Prompt:
Your answer must be an exact copy of the records below, with no pictures in it.

** Recorded data follows **

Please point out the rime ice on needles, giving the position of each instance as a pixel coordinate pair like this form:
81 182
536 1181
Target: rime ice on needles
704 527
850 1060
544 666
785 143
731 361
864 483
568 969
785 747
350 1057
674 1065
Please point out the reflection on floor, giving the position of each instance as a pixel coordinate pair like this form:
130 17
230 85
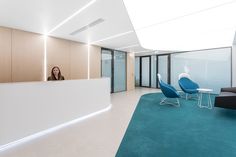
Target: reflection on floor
98 136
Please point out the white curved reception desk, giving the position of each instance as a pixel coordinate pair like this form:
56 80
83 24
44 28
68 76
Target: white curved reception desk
36 108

** End of Recorded data **

Result for this exercise:
Please point out the rime ice on needles, giving the position of each instance as a pixel coordinate pair like this form:
81 182
536 1181
Target: rime ice on needles
704 527
850 1060
544 666
785 143
731 361
864 483
568 969
785 747
350 1057
674 1065
Please point out the reflection on floor, giving the position of each instance as a pixel coordinate pair like this form:
130 17
230 85
Target: reflection on floor
98 136
Please point out the white curved reception desk, giving the position of each instance as a pixel coordinate pair like this form:
56 80
83 24
44 28
68 76
Target: white curved reception desk
36 108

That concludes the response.